**SELECTED EXCERPT:**
• • •

Poor diet is now the major preventable risk factor contributing to burden of disease, globally and in Australia. According to the Australian Health Survey 2011–13, only 4% of Australians consume diets consistent with recommendations of the National Health and Medical Research Council’s Australian Dietary Guidelines. At least 35% of the energy intake of adults and at least 39% of the energy intake of children are now derived from ‘discretionary’ choices i.e. foods and drinks high in saturated fat, added sugar, salt and/or alcohol that are not required for health.
Further, dietary risks are not distributed equally. People who experience greater social disadvantage through relative lack of opportunities in education, employment, income and location have poorer diets, and suffer increased risk of malnutrition, obesity and diet-related chronic disease. Aboriginal and Torres Strait Islanders suffer particularly high rates of diet-related conditions compared to other Australians. Most of the social and economic determinants of healthy eating (including availability, affordability, accessibility and acceptability of healthy choices) lie outside the health system.
In Australia and other high-income countries, rising rates of obesity and chronic disease have coincided with a rise in general food abundance (including the cheapest food in history relative to income), sedentary lifestyles, and insufficient physical activity. In Australian women, rates of obesity and overweight are highest in the lowest socioeconomic group (63%) compared to the highest socioeconomic group (47%) but there is little difference among men (ranging from 68% to 71%). The lack of difference suggests that we need to understand the changes in the environment that affect all groups, not just differences between subgroups.
Environmental sustainability is also critical to human diet and health, as the foods consumed affect the environment, and the environment in turn affects aspects of food production and supply, hence the food available for consumption. There is increasing evidence that the types of foods that minimise environmental impacts, including greenhouse gas emissions, use of natural resources such as water, and pressure on biodiversity, tend to be those associated with health benefits. The synergy between dietary patterns for health and those that have minimal environmental impact is fortuitous. A healthy and sustainable diet can be based on guiding principles including:
What are the critical control points? Research has highlighted the important role of local food environments in influencing diets. These are the products of the broader food and nutrition system, and are influenced by political, economic, environmental, social and cultural drivers. This system is complex, but contains many potential leverage points for intervention. Action on the determinants of healthy, equitable and sustainable eating involves a diversity of sectors including agriculture (plant breeding, animal foods, fish stocks), trade, food manufacturing (including fortification and supplementation), wholesaling and retailing, employment, education, social protection, health, housing, transport, and planning.
Internationally and in Australia, many effective nutrition policy actions have been identified (such as fluoridation of water supplies, iodisation of salt, food labelling and healthy food supply strategies in school and other public sector settings). While there are vested interests throughout the food and nutrition system which can make intervention in the current system challenging, the growing and selling of healthy food must be profitable.
There is an urgent need for a global and national food and nutrition policies, strategies and action plans that address critical control points and help shift the current intake of the whole population towards healthy, equitable and sustainable diets.

• • •

**EXERCISE INSTRUCTIONS:**
a - According to the diet and health passage, what percentage of Australians consume diets consistent with the Australian Dietary Guidelines?
b - Translate this sentence from the diet and health passage into Spanish: "The synergy between dietary patterns for health and those that have minimal environmental impact is fortuitous."
c - Repeat part of the diet and health passage word for word, starting at "Internationally and in" and stopping after "and sustainable diets.".

• • •

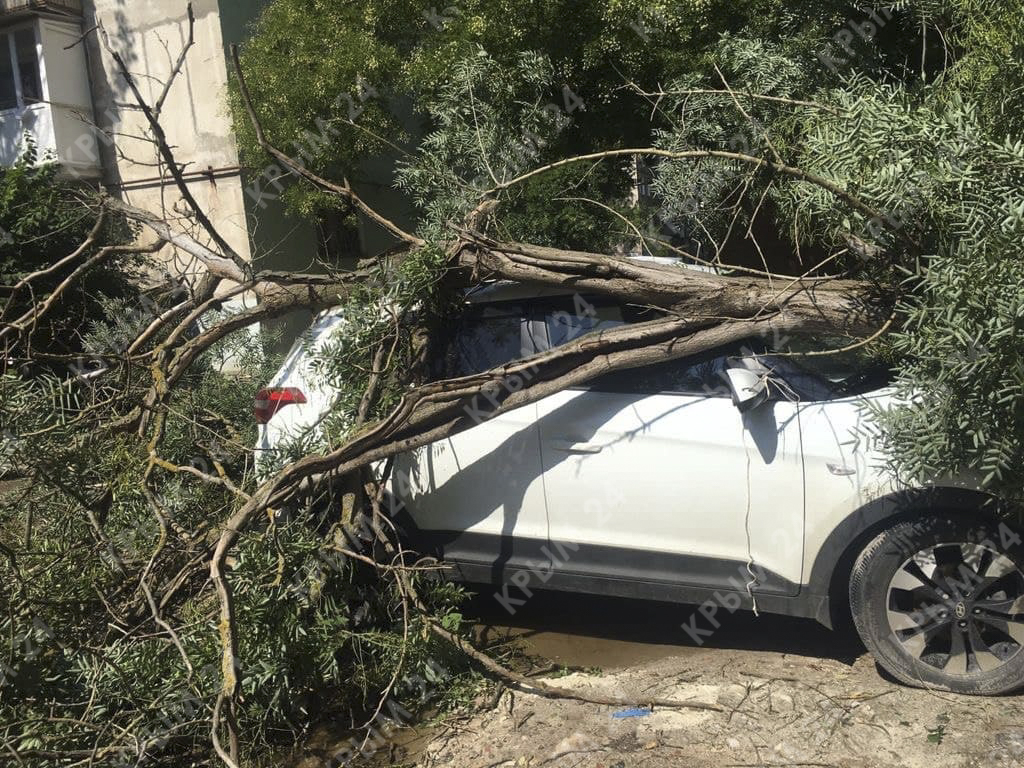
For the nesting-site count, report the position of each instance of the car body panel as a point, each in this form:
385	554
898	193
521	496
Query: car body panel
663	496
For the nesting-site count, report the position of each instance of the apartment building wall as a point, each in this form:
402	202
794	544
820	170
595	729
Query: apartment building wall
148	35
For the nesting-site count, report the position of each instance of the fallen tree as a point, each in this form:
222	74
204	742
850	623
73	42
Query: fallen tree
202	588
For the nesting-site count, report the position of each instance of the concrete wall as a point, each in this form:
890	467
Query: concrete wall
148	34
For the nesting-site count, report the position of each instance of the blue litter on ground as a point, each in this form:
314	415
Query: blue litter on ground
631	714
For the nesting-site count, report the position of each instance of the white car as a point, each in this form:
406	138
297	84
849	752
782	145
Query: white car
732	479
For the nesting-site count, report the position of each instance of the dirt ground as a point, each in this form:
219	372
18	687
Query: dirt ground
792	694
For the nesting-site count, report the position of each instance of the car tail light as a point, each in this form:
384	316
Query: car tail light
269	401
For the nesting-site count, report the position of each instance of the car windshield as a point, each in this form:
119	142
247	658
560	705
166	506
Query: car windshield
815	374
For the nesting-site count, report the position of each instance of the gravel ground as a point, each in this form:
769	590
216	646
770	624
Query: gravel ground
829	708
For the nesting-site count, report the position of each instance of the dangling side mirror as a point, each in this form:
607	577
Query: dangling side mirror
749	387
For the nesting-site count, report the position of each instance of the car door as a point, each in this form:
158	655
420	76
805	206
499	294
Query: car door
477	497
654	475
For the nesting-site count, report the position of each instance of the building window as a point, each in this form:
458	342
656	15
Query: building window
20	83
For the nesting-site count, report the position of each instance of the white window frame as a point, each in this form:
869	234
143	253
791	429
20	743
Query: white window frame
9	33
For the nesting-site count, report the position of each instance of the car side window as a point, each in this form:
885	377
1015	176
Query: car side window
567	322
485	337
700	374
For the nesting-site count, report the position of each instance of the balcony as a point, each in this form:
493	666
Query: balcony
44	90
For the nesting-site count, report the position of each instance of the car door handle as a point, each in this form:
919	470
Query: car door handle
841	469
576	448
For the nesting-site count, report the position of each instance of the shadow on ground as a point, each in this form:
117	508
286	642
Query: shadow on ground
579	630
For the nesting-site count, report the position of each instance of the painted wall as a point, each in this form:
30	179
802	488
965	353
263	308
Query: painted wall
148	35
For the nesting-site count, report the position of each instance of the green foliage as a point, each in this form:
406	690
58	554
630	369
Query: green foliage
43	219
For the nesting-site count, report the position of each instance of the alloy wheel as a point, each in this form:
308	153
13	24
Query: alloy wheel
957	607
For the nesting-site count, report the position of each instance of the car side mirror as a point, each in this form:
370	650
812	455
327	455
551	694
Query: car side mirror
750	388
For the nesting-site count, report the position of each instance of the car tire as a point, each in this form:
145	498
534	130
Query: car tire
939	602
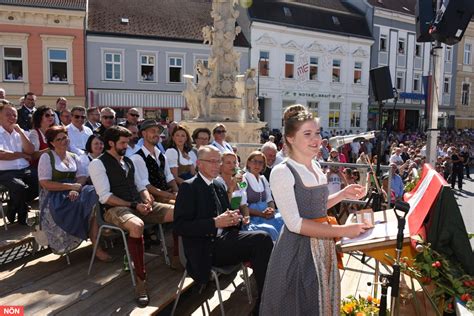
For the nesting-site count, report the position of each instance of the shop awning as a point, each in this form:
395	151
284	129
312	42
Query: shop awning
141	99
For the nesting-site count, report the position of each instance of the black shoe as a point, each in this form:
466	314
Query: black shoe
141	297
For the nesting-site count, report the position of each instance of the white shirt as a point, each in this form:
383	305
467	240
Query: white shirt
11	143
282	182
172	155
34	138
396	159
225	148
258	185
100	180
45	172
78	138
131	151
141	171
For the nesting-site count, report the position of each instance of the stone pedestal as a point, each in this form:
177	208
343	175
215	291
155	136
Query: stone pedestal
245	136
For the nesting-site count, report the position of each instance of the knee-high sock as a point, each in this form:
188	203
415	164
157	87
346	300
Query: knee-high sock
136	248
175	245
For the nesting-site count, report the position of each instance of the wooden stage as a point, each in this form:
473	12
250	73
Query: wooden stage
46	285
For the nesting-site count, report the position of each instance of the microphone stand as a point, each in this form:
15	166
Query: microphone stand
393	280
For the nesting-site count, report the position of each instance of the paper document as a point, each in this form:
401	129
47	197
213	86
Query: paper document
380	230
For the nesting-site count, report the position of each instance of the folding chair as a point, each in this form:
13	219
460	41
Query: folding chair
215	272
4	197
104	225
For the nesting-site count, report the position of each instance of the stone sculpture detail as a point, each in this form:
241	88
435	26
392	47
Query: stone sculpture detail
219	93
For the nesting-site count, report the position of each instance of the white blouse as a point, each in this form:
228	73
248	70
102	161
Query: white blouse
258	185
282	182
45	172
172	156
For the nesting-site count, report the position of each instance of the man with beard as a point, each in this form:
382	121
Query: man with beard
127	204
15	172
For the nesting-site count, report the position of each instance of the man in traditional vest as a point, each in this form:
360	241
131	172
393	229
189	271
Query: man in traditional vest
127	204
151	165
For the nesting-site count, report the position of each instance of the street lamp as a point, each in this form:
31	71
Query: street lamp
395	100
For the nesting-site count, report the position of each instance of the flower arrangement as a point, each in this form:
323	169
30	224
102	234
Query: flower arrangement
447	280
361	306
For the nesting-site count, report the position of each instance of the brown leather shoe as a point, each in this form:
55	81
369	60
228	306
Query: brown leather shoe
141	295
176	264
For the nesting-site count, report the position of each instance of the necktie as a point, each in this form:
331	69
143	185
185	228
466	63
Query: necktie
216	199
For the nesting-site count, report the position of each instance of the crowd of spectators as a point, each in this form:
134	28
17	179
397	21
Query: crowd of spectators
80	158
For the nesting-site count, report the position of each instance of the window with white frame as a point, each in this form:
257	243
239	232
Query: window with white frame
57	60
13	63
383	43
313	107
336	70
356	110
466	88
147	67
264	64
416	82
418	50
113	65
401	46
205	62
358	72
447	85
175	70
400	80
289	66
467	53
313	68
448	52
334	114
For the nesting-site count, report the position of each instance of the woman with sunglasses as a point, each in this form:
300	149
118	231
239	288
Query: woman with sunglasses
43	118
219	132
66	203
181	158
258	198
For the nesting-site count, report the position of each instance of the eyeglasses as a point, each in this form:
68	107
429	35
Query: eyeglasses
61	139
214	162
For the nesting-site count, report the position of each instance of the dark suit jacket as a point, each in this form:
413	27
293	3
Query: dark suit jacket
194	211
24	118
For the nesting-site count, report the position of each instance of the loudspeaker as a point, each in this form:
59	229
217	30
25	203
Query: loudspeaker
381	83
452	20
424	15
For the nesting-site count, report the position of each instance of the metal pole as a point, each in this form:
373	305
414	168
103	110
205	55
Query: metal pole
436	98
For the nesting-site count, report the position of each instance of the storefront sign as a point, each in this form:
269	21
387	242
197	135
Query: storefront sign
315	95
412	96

• • •

**SOLUTION SET:**
a - 4%

b - La sinergia entre los patrones alimentarios para la salud y aquellos que tienen un impacto ambiental mínimo es fortuita.

c -
Internationally and in Australia, many effective nutrition policy actions have been identified (such as fluoridation of water supplies, iodisation of salt, food labelling and healthy food supply strategies in school and other public sector settings). While there are vested interests throughout the food and nutrition system which can make intervention in the current system challenging, the growing and selling of healthy food must be profitable.
There is an urgent need for a global and national food and nutrition policies, strategies and action plans that address critical control points and help shift the current intake of the whole population towards healthy, equitable and sustainable diets.